#### Text excerpt
::::

8. Hormone Replacement Therapy
Premarin, the popular estrogen-replacement drug for menopausal women, takes its name from its main ingredient: PREgnant MARes’ urINe. Since 1942, female horses have been impregnated and fitted with the equine equivalent of colostomy bags. These gather their urine, which is then processed to produce estrone, equilin, and equilenin. Historically, the foals were eventually sent to slaughterhouses, though today, many pregnant mares’ urine (PMU) operations also act as traditional horse breeders.

9. Bloody Marys
Sometimes it’s the ingredients in the ingredients that make a product not vegetarian. Bloody Marys, the reliable brunch standby, are usually made with tomato juice, vodka, celery, and Worcestershire sauce, which contains anchovies, making it literally bloody. Some Bloody Mary recipes also call for beef consommé. There are vegetarian Worcestershire sauces out there, so just ask to see the label before you order.

10. Heparin
The anticoagulant drug heparin is derived from the slippery mucosal tissue found in pig’s intestines and cow’s lungs. Used to treat blood clots, it was originally isolated in dog livers in 1916, and has since been found in a long list of animals, including sand dollars, humans, camels, whales, mice, fresh-water mussels, lobsters, and turkeys. Its natural purpose in the body is still not fully understood.

11. Green Motor Oil
“Green” doesn’t always mean animal-free. Some companies have taken to replacing traditional petrochemical-based motor oil with cow fat. Companies claim to be able to make as much as one barrel of oil per barrel of tallow, as compared with the three barrels of petroleum needed to make one barrel of traditional motor oil.

::::

#### Given data
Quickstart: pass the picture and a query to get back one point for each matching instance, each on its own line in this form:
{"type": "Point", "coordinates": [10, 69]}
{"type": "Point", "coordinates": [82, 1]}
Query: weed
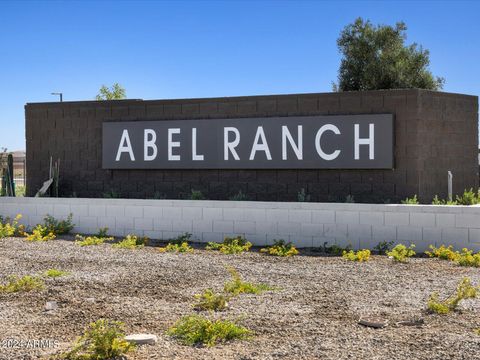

::::

#### Exercise brief
Copy the entire passage on hidden animal products word for word, from "8. Hormone Replacement Therapy" through its final sentence. The listing stands apart from the passage on hidden animal products.

#### Response to this task
8. Hormone Replacement Therapy
Premarin, the popular estrogen-replacement drug for menopausal women, takes its name from its main ingredient: PREgnant MARes’ urINe. Since 1942, female horses have been impregnated and fitted with the equine equivalent of colostomy bags. These gather their urine, which is then processed to produce estrone, equilin, and equilenin. Historically, the foals were eventually sent to slaughterhouses, though today, many pregnant mares’ urine (PMU) operations also act as traditional horse breeders.

9. Bloody Marys
Sometimes it’s the ingredients in the ingredients that make a product not vegetarian. Bloody Marys, the reliable brunch standby, are usually made with tomato juice, vodka, celery, and Worcestershire sauce, which contains anchovies, making it literally bloody. Some Bloody Mary recipes also call for beef consommé. There are vegetarian Worcestershire sauces out there, so just ask to see the label before you order.

10. Heparin
The anticoagulant drug heparin is derived from the slippery mucosal tissue found in pig’s intestines and cow’s lungs. Used to treat blood clots, it was originally isolated in dog livers in 1916, and has since been found in a long list of animals, including sand dollars, humans, camels, whales, mice, fresh-water mussels, lobsters, and turkeys. Its natural purpose in the body is still not fully understood.

11. Green Motor Oil
“Green” doesn’t always mean animal-free. Some companies have taken to replacing traditional petrochemical-based motor oil with cow fat. Companies claim to be able to make as much as one barrel of oil per barrel of tallow, as compared with the three barrels of petroleum needed to make one barrel of traditional motor oil.